[Assignment]
Show, from the records below, all lines that contain the word "rough".

★ ★ ★ ★ ★ ★ ★

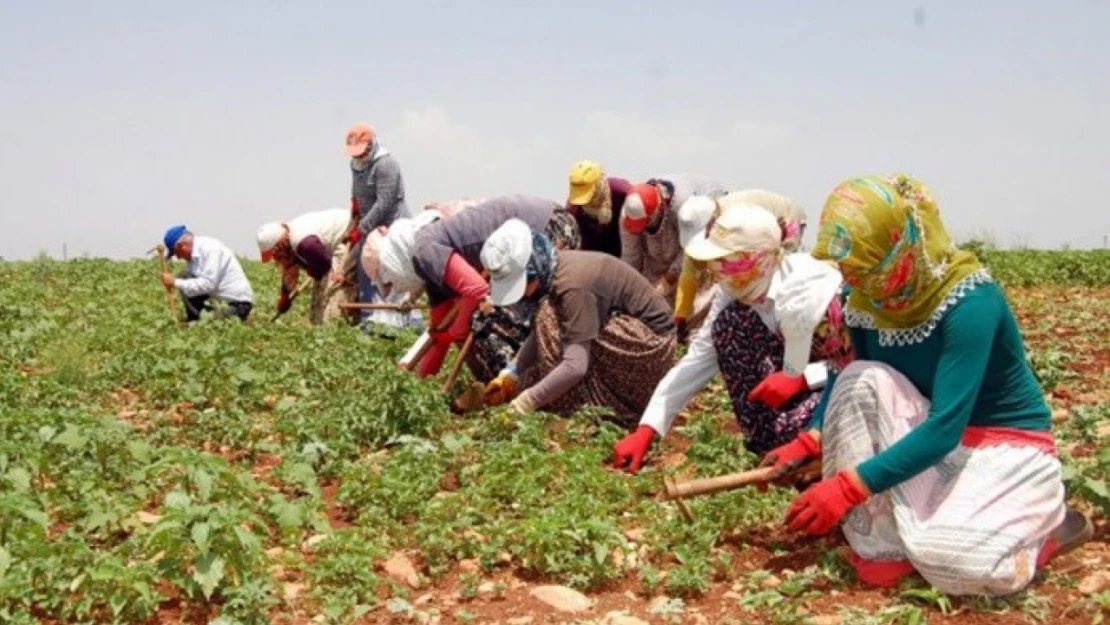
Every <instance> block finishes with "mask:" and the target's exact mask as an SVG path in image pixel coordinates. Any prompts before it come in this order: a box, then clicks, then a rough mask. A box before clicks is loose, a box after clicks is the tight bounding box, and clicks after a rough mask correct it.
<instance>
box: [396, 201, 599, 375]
mask: <svg viewBox="0 0 1110 625" xmlns="http://www.w3.org/2000/svg"><path fill="white" fill-rule="evenodd" d="M428 214H433V215H434V214H438V213H436V212H435V211H423V212H422V213H421V214H420V215H417V218H416V219H415V220H408V221H406V222H405V223H404V224H394V226H393V228H392V229H391V230H390V233H388V235H387V236H386V241H385V246H384V248H383V249H382V252H381V255H380V263H381V280H382V281H383V283H385V284H388V283H393V286H394V288H396V286H397V284H398V283H400V284H404V285H405V289H416V290H417V291H418V290H421V289H424V290H425V291H426V292H427V299H428V304H430V305H431V306H432V308H431V311H430V315H428V316H430V324H431V326H432V329H433V330H432V331H431V332H430V334H431V339H432V341H433V344H432V346H431V347H430V349H428V350H427V351H426V352H425V353H424V355H423V357H422V359H421V360H420V361H418V364H417V365H416V373H417V374H418V375H421V376H422V377H423V376H428V375H435V374H436V373H437V372H438V371H440V369H441V367H442V366H443V362H444V359H445V357H446V355H447V352H448V351H450V349H451V345H452V344H453V343H462V342H464V341H465V340H466V337H467V336H468V335H470V334H471V332H472V330H473V329H474V325H475V324H477V325H480V326H486V325H488V323H486V322H487V321H491V320H487V319H486V317H487V316H490V315H488V314H487V312H488V311H486V312H482V311H480V306H481V304H482V302H483V301H484V300H485V299H486V296H487V295H488V292H490V285H488V284H487V283H486V280H485V278H483V275H482V272H483V271H484V268H483V265H482V261H481V258H480V254H481V252H482V245H483V244H484V243H485V242H486V240H488V239H490V235H491V234H493V232H494V231H495V230H497V228H498V226H499V225H501V224H503V223H505V222H506V221H507V220H509V219H516V220H523V222H524V223H526V224H527V226H528V228H531V229H534V230H535V231H537V232H546V233H547V235H548V236H551V238H552V240H557V241H558V242H559V245H562V246H566V248H575V246H577V245H578V233H577V232H578V231H577V229H576V226H575V224H574V219H573V216H572V215H571V214H568V213H567V212H566V211H565V210H563V209H562V208H561V206H558V205H557V204H555V203H554V202H552V201H548V200H544V199H541V198H533V196H528V195H504V196H501V198H494V199H491V200H487V201H485V202H483V203H481V204H477V205H475V206H471V208H468V209H466V210H463V211H461V212H458V213H457V214H455V215H453V216H451V218H448V219H434V218H425V215H428ZM422 219H424V220H425V222H426V224H425V225H422V226H421V228H416V229H413V228H411V225H410V224H414V223H415V222H416V221H417V220H422ZM485 308H486V309H488V310H491V311H492V306H485ZM505 312H506V313H508V314H505V315H496V316H498V317H502V321H504V323H502V325H507V327H506V329H505V330H506V331H507V332H503V333H499V334H498V333H493V332H485V331H483V332H481V334H480V335H476V336H475V340H474V341H473V344H472V347H471V351H470V353H468V354H467V356H466V363H467V365H468V367H470V370H471V372H472V373H473V374H474V377H475V379H476V380H478V381H482V382H487V381H490V380H492V379H493V376H494V375H496V373H497V372H498V371H501V370H502V369H503V367H504V366H505V363H506V362H508V360H509V359H512V356H513V354H514V353H515V351H516V349H517V347H518V345H519V343H518V342H517V341H519V342H523V340H524V339H525V336H527V333H528V326H527V317H525V316H523V315H519V314H517V312H518V311H505ZM506 336H508V340H506Z"/></svg>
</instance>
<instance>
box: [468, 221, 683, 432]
mask: <svg viewBox="0 0 1110 625" xmlns="http://www.w3.org/2000/svg"><path fill="white" fill-rule="evenodd" d="M482 263H483V265H484V266H485V268H486V269H487V270H488V272H490V276H491V293H490V298H491V301H492V302H493V303H494V304H495V305H498V306H508V305H513V304H516V303H517V302H519V301H521V300H522V299H528V300H532V301H538V305H537V306H536V312H535V314H534V317H533V322H532V333H531V334H529V335H528V339H527V340H526V341H525V342H524V345H523V346H522V347H521V351H519V352H518V353H517V354H516V357H515V359H514V360H513V362H512V363H509V365H508V366H506V367H505V370H503V371H502V372H501V373H499V374H498V375H497V377H496V379H495V380H494V381H493V382H491V383H490V384H488V385H487V386H486V390H485V399H486V404H487V405H497V404H501V403H505V402H512V403H511V405H512V409H513V410H514V411H515V412H516V413H519V414H528V413H532V412H534V411H536V410H541V409H542V410H545V411H548V412H556V413H561V414H569V413H571V412H573V411H575V410H577V409H579V407H583V406H586V405H594V406H604V407H608V409H612V410H613V411H614V412H615V413H616V416H615V419H614V421H615V422H616V423H618V424H620V425H623V426H626V427H628V426H630V425H632V424H634V423H635V420H636V417H637V416H638V415H639V413H640V411H643V410H644V406H646V405H647V400H648V399H649V397H650V392H652V391H650V390H652V389H653V387H654V386H655V384H656V383H657V382H658V381H659V380H660V379H662V377H663V375H664V374H665V373H666V372H667V370H668V369H669V367H670V363H672V360H673V357H674V353H675V323H674V319H673V317H672V315H670V309H669V308H668V306H667V303H666V301H665V300H664V299H663V296H662V295H659V294H658V293H656V292H655V289H654V286H653V285H652V283H650V282H648V281H647V279H646V278H644V276H643V275H640V274H639V273H638V272H636V270H634V269H632V268H630V266H628V264H627V263H625V262H623V261H622V260H620V259H617V258H615V256H610V255H607V254H603V253H601V252H583V251H557V250H555V249H554V246H553V245H552V244H551V242H549V241H548V240H547V238H546V236H544V235H543V234H539V233H537V232H534V231H532V230H531V229H529V228H528V226H527V224H525V223H524V222H522V221H519V220H509V221H507V222H505V224H504V225H502V226H501V228H498V229H497V231H496V232H495V233H494V234H493V235H492V236H490V240H488V241H487V242H486V244H485V246H484V248H483V249H482ZM522 389H523V391H522Z"/></svg>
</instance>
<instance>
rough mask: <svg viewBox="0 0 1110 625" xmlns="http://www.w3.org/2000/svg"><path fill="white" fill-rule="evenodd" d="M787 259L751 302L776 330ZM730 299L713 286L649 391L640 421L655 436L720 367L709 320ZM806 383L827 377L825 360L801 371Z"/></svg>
mask: <svg viewBox="0 0 1110 625" xmlns="http://www.w3.org/2000/svg"><path fill="white" fill-rule="evenodd" d="M789 265H790V263H789V262H786V261H785V262H783V263H781V264H780V265H779V269H778V270H777V271H776V272H775V275H774V278H771V284H770V288H769V289H768V291H767V299H766V301H765V302H764V303H763V304H761V305H758V306H753V310H755V311H756V312H757V313H758V314H759V317H760V319H761V320H763V322H764V323H765V324H766V325H767V327H770V329H771V330H773V331H777V330H778V323H777V322H776V321H775V306H774V300H775V294H776V293H777V292H778V289H779V285H780V284H781V283H783V280H784V279H785V278H786V275H787V274H788V272H789V271H790V266H789ZM730 303H733V298H730V296H728V295H726V294H725V292H724V291H722V290H720V288H719V286H714V294H713V303H712V304H710V306H709V314H708V315H706V317H705V321H704V322H703V323H702V326H700V327H699V329H698V331H697V333H696V334H695V335H694V337H693V339H690V343H689V347H688V349H687V350H686V355H684V356H683V359H682V360H680V361H678V363H677V364H676V365H675V366H673V367H670V371H668V372H667V374H666V375H665V376H663V380H662V381H659V384H658V385H657V386H656V387H655V392H654V393H653V394H652V401H650V402H648V404H647V409H645V410H644V416H642V417H640V420H639V424H640V425H648V426H650V427H652V430H655V431H656V432H657V433H658V434H659V436H664V435H666V433H667V432H669V431H670V426H672V425H673V424H674V422H675V416H677V415H678V413H679V412H682V411H683V409H685V407H686V404H687V403H688V402H689V401H690V397H693V396H694V395H695V394H696V393H697V392H698V391H700V390H702V389H704V387H705V385H706V384H708V383H709V381H710V380H713V377H714V376H715V375H717V373H719V372H720V369H719V366H718V364H717V349H716V347H715V346H714V344H713V323H714V322H715V321H716V320H717V315H719V314H720V311H723V310H725V306H727V305H728V304H730ZM804 375H805V376H806V384H807V385H808V386H809V389H810V390H817V389H823V387H824V386H825V382H826V380H827V379H828V369H827V366H826V364H825V362H815V363H809V364H808V365H806V370H805V372H804Z"/></svg>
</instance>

★ ★ ★ ★ ★ ★ ★

[Output]
Every <instance> block finishes with "mask:" and the target's exact mask as an SVG path in image pixel coordinates. Any prompts before it come in this order: a box, then clicks, then a rough mask. A box before clicks is loose, a box after clicks is the tight bounding box, and clicks after a rough mask correct it.
rough mask: <svg viewBox="0 0 1110 625" xmlns="http://www.w3.org/2000/svg"><path fill="white" fill-rule="evenodd" d="M787 259L751 302L776 330ZM730 299L713 286L649 391L640 421L655 436L720 367L709 320ZM806 383L827 377L825 360L801 371Z"/></svg>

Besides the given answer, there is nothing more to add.